-- Seçilen Metin --
********

Gurbette bayram

YORUM | RAMAZAN FARUK GÜZEL

Uzak bir gurbet elinde, dünyanın bir öte ucunda bir Ramazan Bayramı daha… Bayram; özünde mutluluk demek, dostlarla, aile ile o mutluluğu –bir arada- paylaşmak demek…

Şu son 3-4 yıl var ki ülke içindekiler kadar, ülke dışındakiler için de bayramlar farklı çağrışımlar, hisler uyandırıyor! Bireylerin savrulduğu, ailelerin dağıldığı, yüzlerce/ binlerce kadın ve çocuğun hapislerde olduğu bir ülkeden gelmişseniz, dünyanın neresine gitseniz de onların acı tortusunu taşıyorsunuz içinizde, yüreğinizin en kuytu köşesinde…

ESKİLERİ ÖZLEM…

Memleketindeki çocukluğu, çocukluğundaki bayramlar geliyor insanın aklına… (Belki getirmeye çalışıyor insan beyni, akıl oyunları yapıp seni formatlamaya çalışıyor.)

“Mutlu olmalıyız, neşelenmeliyiz” diyorsun. Zira adı üstünde bu bayram, Ramazan Bayramı.. ki, bizim oralarda ona Şeker Bayramı da derler; bu günlerde gelene geçene, misafire şeker ikram edildiğinden. Ama insan ağzını şekerle tatlandırmaya çalışsa da dilinin ucunda hep bir kekremsi tat işte!

Sonra istemsiz dudaklar kıpırdanıyor… (Urfa civarına ait olduğunu sandığım bir türkü):

“Bayram gelmiş neyime/ Kan damlar yüreğime

Yaralarım sızlıyor/ Doktor benim neyime..”

********

-- Girdiler --
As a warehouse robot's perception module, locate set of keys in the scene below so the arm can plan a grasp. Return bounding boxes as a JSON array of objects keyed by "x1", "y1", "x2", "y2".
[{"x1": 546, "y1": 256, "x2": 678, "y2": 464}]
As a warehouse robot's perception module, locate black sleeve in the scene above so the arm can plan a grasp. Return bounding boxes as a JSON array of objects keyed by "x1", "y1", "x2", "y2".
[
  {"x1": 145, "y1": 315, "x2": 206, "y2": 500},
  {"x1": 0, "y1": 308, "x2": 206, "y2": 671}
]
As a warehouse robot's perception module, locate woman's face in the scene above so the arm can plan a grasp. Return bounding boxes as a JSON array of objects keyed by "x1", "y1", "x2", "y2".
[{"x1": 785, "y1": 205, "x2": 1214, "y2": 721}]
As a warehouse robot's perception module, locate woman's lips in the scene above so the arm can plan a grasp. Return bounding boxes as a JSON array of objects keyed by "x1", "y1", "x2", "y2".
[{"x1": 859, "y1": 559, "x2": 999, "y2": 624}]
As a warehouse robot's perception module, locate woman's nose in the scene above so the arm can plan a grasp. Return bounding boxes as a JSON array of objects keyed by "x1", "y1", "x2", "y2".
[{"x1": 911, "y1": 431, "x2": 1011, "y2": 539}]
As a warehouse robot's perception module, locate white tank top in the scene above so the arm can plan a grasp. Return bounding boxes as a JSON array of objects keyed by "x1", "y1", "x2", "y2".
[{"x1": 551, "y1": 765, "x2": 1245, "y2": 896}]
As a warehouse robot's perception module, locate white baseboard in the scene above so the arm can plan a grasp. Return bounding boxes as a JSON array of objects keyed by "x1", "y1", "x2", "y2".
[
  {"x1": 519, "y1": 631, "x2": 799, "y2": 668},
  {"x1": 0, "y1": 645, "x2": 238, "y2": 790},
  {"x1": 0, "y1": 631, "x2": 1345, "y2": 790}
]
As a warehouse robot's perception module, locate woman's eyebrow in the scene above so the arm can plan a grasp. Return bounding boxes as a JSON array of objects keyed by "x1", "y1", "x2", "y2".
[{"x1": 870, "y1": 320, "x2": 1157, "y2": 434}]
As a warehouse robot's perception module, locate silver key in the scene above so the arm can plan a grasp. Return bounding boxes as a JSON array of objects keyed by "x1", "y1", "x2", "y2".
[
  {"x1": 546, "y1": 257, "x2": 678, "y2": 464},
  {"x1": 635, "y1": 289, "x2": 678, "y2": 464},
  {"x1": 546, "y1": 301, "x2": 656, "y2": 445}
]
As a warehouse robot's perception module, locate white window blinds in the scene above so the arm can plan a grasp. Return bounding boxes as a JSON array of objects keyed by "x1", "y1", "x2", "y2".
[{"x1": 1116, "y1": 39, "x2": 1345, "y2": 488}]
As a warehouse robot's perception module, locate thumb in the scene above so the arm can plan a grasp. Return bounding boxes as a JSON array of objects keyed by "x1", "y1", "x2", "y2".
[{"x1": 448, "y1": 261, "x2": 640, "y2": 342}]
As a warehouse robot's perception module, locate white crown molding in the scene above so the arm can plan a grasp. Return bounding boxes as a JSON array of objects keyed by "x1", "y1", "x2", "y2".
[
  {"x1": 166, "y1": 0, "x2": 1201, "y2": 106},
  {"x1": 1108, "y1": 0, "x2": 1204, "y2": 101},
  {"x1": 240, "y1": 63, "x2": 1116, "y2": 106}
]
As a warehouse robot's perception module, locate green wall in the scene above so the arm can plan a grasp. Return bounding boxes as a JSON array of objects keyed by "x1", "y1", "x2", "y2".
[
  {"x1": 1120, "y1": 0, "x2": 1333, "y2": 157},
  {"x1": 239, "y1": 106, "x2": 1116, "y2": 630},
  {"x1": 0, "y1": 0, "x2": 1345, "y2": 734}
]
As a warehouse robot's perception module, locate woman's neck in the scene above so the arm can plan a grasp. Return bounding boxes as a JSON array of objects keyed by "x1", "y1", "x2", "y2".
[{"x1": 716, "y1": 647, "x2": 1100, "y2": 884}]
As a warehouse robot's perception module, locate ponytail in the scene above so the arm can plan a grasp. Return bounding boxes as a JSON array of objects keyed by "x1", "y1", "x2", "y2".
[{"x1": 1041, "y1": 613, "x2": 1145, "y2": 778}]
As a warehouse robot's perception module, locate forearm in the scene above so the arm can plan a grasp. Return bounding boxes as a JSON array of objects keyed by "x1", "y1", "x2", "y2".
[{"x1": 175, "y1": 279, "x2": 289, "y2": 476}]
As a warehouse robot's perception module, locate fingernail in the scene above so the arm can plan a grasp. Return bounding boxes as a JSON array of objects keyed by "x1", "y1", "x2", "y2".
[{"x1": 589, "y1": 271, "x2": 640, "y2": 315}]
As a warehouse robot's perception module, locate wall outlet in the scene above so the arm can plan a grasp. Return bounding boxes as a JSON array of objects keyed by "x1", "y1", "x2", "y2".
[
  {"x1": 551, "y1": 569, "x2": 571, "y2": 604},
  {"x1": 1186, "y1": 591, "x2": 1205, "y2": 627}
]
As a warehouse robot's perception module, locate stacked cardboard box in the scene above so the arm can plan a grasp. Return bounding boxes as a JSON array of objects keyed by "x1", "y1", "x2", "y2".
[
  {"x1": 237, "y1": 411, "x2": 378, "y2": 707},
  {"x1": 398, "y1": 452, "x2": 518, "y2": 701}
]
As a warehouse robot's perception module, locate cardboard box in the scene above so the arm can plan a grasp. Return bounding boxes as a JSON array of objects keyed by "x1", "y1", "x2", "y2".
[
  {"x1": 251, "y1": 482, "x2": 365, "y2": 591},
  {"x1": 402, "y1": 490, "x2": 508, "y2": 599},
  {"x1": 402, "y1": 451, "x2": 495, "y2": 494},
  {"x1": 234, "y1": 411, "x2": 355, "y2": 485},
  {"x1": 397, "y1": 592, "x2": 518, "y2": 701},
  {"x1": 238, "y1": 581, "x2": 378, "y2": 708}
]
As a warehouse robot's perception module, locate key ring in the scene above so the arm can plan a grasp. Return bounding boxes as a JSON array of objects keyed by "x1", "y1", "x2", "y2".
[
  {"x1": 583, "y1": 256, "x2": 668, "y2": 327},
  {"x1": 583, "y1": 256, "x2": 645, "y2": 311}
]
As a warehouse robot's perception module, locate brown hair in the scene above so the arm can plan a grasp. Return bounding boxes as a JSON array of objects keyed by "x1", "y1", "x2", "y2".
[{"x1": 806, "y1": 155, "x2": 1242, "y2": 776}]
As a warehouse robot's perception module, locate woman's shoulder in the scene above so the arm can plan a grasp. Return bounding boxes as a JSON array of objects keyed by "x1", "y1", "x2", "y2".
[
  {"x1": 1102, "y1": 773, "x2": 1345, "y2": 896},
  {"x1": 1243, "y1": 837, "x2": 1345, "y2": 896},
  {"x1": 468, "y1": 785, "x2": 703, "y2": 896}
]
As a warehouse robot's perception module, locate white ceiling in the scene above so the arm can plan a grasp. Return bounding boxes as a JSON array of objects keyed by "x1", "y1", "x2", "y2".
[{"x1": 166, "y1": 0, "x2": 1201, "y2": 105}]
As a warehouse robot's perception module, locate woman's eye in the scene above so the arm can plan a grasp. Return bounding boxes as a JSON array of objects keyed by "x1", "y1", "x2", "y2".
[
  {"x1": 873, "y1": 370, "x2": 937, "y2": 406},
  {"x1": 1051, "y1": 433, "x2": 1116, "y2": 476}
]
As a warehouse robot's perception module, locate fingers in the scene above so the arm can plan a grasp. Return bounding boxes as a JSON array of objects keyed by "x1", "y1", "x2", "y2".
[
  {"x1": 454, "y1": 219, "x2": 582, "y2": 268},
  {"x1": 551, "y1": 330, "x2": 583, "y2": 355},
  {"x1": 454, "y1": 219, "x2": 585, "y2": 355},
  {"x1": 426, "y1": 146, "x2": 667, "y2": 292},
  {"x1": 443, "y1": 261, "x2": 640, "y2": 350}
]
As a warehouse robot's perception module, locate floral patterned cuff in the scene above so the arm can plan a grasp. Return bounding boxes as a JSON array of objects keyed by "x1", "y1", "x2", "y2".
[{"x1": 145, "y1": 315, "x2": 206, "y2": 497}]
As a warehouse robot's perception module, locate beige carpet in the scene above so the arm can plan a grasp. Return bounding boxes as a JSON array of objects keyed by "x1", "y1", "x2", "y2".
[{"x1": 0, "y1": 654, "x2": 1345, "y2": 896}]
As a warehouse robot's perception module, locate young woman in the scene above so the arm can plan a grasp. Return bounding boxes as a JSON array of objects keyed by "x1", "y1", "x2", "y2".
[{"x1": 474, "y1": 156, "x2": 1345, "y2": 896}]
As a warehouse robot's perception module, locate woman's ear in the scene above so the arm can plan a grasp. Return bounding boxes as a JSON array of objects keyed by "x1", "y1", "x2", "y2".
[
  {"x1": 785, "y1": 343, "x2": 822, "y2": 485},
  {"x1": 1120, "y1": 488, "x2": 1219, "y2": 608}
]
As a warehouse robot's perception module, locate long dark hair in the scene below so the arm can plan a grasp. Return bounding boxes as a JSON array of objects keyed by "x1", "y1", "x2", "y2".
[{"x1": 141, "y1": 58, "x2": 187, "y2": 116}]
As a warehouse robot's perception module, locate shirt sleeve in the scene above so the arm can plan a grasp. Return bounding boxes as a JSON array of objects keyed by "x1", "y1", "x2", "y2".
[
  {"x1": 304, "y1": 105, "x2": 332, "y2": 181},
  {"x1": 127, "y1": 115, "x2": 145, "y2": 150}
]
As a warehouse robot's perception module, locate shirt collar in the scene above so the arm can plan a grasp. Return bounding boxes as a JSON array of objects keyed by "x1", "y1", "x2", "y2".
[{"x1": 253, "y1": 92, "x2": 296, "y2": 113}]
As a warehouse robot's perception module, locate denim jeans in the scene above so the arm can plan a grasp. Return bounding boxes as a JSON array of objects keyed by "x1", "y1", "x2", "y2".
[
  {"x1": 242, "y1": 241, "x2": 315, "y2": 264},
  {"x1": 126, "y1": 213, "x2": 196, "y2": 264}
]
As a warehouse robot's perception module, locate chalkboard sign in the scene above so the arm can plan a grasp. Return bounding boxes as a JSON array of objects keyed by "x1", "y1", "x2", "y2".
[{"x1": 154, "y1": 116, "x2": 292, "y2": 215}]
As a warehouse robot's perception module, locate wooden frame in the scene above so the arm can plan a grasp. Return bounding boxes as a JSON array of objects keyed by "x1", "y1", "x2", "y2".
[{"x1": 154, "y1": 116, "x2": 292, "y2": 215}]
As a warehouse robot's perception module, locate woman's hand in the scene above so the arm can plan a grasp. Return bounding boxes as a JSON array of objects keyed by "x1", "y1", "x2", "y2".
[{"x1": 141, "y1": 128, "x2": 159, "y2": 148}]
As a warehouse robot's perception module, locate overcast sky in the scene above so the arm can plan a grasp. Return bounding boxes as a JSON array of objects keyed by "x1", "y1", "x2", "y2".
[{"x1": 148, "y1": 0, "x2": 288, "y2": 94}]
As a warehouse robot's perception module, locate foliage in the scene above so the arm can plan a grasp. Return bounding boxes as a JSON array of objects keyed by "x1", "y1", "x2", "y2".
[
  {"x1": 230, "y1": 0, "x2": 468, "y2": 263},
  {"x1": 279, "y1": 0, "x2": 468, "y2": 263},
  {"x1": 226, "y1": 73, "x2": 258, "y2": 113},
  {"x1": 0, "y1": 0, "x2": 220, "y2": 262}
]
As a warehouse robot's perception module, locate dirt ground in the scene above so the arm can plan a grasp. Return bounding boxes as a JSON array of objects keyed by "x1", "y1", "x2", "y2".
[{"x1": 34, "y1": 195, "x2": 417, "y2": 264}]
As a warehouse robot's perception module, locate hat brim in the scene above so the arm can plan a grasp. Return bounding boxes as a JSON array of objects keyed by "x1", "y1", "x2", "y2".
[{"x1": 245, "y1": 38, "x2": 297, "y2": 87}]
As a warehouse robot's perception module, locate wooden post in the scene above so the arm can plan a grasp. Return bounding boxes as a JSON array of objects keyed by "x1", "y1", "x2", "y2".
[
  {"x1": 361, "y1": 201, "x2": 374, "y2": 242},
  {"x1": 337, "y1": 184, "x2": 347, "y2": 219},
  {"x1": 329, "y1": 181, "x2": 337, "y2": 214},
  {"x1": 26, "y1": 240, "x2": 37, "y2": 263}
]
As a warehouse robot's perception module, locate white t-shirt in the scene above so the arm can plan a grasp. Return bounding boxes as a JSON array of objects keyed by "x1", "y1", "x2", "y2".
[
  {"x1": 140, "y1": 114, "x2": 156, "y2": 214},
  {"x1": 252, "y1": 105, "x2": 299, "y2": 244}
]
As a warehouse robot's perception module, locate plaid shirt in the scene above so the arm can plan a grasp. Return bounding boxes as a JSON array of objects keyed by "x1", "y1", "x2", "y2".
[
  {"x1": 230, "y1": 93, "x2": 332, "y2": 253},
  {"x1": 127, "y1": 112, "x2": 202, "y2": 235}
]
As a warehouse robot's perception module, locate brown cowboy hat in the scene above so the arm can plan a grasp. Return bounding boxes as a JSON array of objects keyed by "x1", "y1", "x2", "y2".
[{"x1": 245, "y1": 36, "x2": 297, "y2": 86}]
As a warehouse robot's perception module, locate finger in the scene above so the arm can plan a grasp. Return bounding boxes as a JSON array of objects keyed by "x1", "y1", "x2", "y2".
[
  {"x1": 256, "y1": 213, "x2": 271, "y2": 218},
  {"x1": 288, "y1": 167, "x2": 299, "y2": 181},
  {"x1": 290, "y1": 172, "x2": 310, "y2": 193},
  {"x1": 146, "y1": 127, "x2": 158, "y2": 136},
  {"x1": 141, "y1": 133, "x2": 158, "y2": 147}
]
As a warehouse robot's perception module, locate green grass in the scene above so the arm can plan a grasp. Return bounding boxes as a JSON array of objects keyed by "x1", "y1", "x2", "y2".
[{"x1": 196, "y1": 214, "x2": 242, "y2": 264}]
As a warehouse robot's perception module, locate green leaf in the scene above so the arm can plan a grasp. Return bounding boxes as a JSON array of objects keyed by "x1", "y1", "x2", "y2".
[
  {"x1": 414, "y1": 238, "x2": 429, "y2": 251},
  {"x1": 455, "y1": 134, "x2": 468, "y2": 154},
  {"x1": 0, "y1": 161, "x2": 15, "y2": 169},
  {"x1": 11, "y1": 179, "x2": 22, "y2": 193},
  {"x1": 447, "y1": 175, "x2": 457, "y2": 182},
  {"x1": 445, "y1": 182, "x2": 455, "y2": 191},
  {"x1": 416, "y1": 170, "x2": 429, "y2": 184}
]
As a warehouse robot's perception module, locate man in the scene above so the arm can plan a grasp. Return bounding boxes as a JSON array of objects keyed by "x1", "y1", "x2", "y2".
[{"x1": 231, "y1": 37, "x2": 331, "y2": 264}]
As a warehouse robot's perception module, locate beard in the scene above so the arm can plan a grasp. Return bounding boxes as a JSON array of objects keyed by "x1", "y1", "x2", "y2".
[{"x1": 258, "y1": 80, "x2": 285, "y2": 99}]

********

-- Kısa Problem 1 --
Gurbette bayram konulu yazıya göre aşağıdaki (a), (b) ve (c) ifadelerinin doğru olup olmadığını Evet ya da Hayır ile belirtin. Her yanıtın yanına, karara dayanak olan sözleri yazıdan aynen alıntılayın.
(a) Yazarın memleketinde Ramazan Bayramı'na Şeker Bayramı da denir.
(b) Yazar, aklına gelen türkünün Trabzon yöresine ait olduğunu düşünür.
(c) Yazıya göre son 3-4 yıldır bayramlar yalnızca ülke içindekilerde farklı hisler uyandırmaktadır.
-- Kısa Problem 2 --
Gurbette bayram konulu yazıda "Şu son 3-4 yıl" sözlerinden "kekremsi tat işte!" sözlerine kadar olan bölümü hiçbir değişiklik yapmadan tekrarlayın.

-- Alıştırma Çıktısı 1 --
(a) Evet: "bizim oralarda ona Şeker Bayramı da derler"
(b) Hayır: "Urfa civarına ait olduğunu sandığım bir türkü"
(c) Hayır: "Şu son 3-4 yıl var ki ülke içindekiler kadar, ülke dışındakiler için de bayramlar farklı çağrışımlar, hisler uyandırıyor!"

-- Alıştırma Çıktısı 2 --
Şu son 3-4 yıl var ki ülke içindekiler kadar, ülke dışındakiler için de bayramlar farklı çağrışımlar, hisler uyandırıyor! Bireylerin savrulduğu, ailelerin dağıldığı, yüzlerce/ binlerce kadın ve çocuğun hapislerde olduğu bir ülkeden gelmişseniz, dünyanın neresine gitseniz de onların acı tortusunu taşıyorsunuz içinizde, yüreğinizin en kuytu köşesinde…

ESKİLERİ ÖZLEM…

Memleketindeki çocukluğu, çocukluğundaki bayramlar geliyor insanın aklına… (Belki getirmeye çalışıyor insan beyni, akıl oyunları yapıp seni formatlamaya çalışıyor.)

“Mutlu olmalıyız, neşelenmeliyiz” diyorsun. Zira adı üstünde bu bayram, Ramazan Bayramı.. ki, bizim oralarda ona Şeker Bayramı da derler; bu günlerde gelene geçene, misafire şeker ikram edildiğinden. Ama insan ağzını şekerle tatlandırmaya çalışsa da dilinin ucunda hep bir kekremsi tat işte!